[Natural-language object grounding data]
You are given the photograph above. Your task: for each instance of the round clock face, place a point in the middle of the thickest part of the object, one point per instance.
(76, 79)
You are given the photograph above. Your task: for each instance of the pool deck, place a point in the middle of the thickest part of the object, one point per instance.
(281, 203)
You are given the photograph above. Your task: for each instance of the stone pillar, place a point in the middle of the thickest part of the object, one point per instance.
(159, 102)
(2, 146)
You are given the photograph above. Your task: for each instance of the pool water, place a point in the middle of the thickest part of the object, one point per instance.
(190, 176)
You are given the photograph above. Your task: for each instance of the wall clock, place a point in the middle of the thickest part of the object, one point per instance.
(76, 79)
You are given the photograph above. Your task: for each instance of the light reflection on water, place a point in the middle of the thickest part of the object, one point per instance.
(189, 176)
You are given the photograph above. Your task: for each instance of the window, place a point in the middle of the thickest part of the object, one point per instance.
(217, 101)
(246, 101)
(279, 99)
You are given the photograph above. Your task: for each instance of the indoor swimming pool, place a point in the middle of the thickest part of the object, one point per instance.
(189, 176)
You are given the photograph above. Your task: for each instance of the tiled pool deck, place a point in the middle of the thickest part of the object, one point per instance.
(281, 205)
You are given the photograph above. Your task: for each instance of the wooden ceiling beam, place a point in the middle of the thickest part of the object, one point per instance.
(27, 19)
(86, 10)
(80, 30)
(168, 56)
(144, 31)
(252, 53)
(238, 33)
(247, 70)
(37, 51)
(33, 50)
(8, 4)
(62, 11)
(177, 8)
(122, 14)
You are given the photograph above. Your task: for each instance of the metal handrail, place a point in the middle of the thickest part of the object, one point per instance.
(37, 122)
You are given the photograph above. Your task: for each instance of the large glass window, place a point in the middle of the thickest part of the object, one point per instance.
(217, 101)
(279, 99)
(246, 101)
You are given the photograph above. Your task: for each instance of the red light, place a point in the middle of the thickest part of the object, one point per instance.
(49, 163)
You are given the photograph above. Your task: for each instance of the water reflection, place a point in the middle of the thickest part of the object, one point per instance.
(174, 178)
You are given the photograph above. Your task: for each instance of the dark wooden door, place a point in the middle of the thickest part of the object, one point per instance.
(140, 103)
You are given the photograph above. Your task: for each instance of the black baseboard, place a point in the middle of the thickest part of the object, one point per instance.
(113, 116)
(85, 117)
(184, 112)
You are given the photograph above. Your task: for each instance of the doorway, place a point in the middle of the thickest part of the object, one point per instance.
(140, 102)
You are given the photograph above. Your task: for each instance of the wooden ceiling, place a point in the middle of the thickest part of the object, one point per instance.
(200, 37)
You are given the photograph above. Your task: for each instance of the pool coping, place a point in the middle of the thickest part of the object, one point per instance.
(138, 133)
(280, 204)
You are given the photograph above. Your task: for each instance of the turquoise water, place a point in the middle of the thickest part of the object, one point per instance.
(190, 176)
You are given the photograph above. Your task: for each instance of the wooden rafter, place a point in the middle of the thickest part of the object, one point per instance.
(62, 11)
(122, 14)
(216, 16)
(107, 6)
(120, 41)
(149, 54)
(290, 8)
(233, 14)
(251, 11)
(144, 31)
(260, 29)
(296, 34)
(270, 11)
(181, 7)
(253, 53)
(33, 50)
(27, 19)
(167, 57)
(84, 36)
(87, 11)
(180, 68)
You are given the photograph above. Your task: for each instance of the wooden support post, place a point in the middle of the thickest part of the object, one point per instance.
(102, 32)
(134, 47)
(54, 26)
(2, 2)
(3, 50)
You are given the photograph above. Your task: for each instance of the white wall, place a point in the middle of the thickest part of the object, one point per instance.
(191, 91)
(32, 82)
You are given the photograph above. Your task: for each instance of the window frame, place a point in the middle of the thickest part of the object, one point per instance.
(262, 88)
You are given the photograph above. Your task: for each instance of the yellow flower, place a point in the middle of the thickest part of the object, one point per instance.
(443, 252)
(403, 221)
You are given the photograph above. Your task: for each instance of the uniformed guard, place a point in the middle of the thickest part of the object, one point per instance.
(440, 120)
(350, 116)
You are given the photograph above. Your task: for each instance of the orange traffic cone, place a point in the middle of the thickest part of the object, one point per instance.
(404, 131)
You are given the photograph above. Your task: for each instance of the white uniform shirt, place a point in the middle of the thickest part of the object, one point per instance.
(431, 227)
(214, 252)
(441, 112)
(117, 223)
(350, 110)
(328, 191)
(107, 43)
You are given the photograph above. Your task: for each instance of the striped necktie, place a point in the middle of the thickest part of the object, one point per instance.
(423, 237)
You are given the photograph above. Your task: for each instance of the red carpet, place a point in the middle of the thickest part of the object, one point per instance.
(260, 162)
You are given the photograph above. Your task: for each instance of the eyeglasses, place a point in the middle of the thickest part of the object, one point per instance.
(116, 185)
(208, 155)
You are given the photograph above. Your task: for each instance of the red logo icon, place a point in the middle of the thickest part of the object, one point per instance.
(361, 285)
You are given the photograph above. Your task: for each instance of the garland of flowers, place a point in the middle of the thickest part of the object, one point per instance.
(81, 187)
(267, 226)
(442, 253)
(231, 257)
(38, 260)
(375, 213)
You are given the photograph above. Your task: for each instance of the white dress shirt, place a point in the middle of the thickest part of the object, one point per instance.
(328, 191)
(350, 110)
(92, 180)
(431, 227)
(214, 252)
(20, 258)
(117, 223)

[EXERCISE DESCRIPTION]
Reproduce every record, matching each line exactly.

[SOLUTION TO THE EXERCISE]
You are given the photograph above. Your task: for each instance of the round clock face, place a point in the middle of the thickest part of the object, one point per instance.
(76, 79)
You are given the photograph above. Your task: for each instance of the pool deck, place a point in the middle of the thickest part of the object, one point per instance.
(281, 203)
You are given the photograph above. Your task: for each instance of the stone pillar, place a point in the middle of the thickest part of the object, one point per instance.
(159, 102)
(2, 146)
You are given the photograph above. Your task: for each instance of the pool water, place a point in the middle of the thickest part of the object, one point per instance.
(190, 176)
You are given the photograph above. Your task: for each instance of the wall clock, place a point in the middle of the thickest part of the object, one point per instance.
(76, 79)
You are given the photograph above. Your task: for each instance of the light reflection on water, place a point in the middle of the thickest part of the object, one point per instance.
(189, 176)
You are given the photograph above. Your task: for each instance of the window, place a point in the middle of the thickest part of the object, one point per instance.
(217, 101)
(246, 101)
(279, 99)
You are given the photograph above. Your task: for each instance of the indoor swimming pool, place a point in the middle of the thickest part of the object, one point per instance.
(189, 176)
You are given the photograph above. Your task: for each instance of the tiled pool deck, place a point in the middle of the thickest part of the object, one point per instance.
(281, 205)
You are given the photograph above. Your task: for each instance of the wooden ceiling beam, place a point in the middle of the thickest part of the object, one point per instance.
(27, 19)
(86, 10)
(80, 30)
(168, 56)
(144, 31)
(252, 53)
(238, 33)
(247, 70)
(37, 51)
(33, 50)
(8, 4)
(62, 11)
(177, 8)
(122, 14)
You are given the photograph above. Your task: for each instance of the metal handrail, place a point in the middle of the thickest part of the object, one point per instance.
(37, 122)
You are given the photograph above. Your task: for each instance of the large glass window, place a point in the middle of the thickest part of the object, one point per instance.
(217, 101)
(279, 99)
(246, 101)
You are given the photograph above. Your task: for each instance of the red light, place a point in the middle of the thickest part of the object, one point per instance.
(49, 163)
You are given the photograph above. Your task: for each instance of the water reflection, place a point in the middle of the thickest part of the object, one point per instance.
(174, 178)
You are given the photograph above. Your task: for each instance of the dark wooden door, place a point in the middle of the thickest part of the object, one point per instance.
(140, 103)
You are given the photograph above. Your task: for each instance of the black baseboard, place a point in the middle of the thickest part of the object, one point per instance.
(113, 116)
(85, 117)
(184, 112)
You are given the photograph above. Your task: for each instance of the doorway, place a point in the middle of the thickest part of the object, one point per instance.
(140, 102)
You are given the photograph above. Your task: for each instance of the wooden ceiling, place a point in the middle of the thickest part of the object, one point per instance.
(200, 37)
You are given the photograph above. Your task: for each instance of the pool coping, place a point in the middle of the thickest part of the object, one point per instance.
(138, 133)
(280, 204)
You are given the photograph above. Your task: for each instance of the turquoise water, place a point in the middle of the thickest part of the object, one point per instance.
(190, 176)
You are given the photograph above. Your task: for each instance of the wooden rafter, place a point in the middle of the thickest part of the object, one point per instance.
(62, 11)
(122, 14)
(216, 16)
(107, 6)
(120, 41)
(149, 54)
(290, 8)
(233, 14)
(251, 11)
(144, 31)
(260, 29)
(296, 34)
(270, 11)
(181, 7)
(253, 53)
(33, 50)
(27, 19)
(167, 57)
(84, 36)
(87, 11)
(180, 68)
You are given the photograph above. Your task: for each instance of the wooden support post, place a point in the middle of the thickest part of the object, one point per instance.
(102, 32)
(134, 47)
(54, 26)
(2, 2)
(3, 50)
You are given the photograph above. Your task: for each instance of the white wall, place a point in the middle of the thickest part of the object, one point per instance.
(191, 91)
(32, 82)
You are given the photograph above. Your task: for each instance of the window frame, place a point in the middle of the thickest part of the object, one point per instance.
(262, 88)
You are given the photograph above. Your task: for each instance of the yellow flower, place a point in the middle of the thickest part of the object, one point per instance.
(443, 252)
(403, 221)
You are given the photograph above. Your task: for each instance of the uniformed guard, place a point in the middle of the thickest part of the object, one point per instance.
(440, 120)
(350, 116)
You are given the photograph above. Your task: for each instance of the orange traffic cone, place a point in the middle of the thickest part of the object, one point per instance.
(404, 131)
You are given the photograph above. Your task: for each instance of the white uniform shirt, place a point in the middle of the thickest part of the object, one point per instance.
(431, 227)
(214, 252)
(441, 112)
(117, 223)
(350, 110)
(328, 191)
(107, 43)
You are given the photograph above. Your task: for each instance of the striped necktie, place a point in the middle of the thickest part of the object, one point per instance.
(423, 237)
You are given the photograph above. Your task: for each instance of the red carpet, place a point in the middle of the thickest part of the object, one point per instance.
(260, 162)
You are given the photograph above. Your task: for each instance of the eyeglasses, place a point in the middle of the thickest part of the object, one point per instance.
(116, 185)
(208, 155)
You are given the photograph above. Your task: for each instance of the red logo icon, place a point in the middle of the thickest part of the object, one point per instance.
(361, 285)
You are given the photograph above. Your task: for each instance of the garland of flowers, place a point in the middle of the thickest part of the object, one point per instance.
(81, 187)
(267, 226)
(442, 253)
(231, 257)
(38, 260)
(375, 213)
You are given the photograph above. Your task: for each instance of the white dress shirt, place a point in the middle of the thickest part of the object, one point per instance.
(328, 191)
(350, 110)
(92, 180)
(431, 227)
(214, 252)
(20, 258)
(117, 223)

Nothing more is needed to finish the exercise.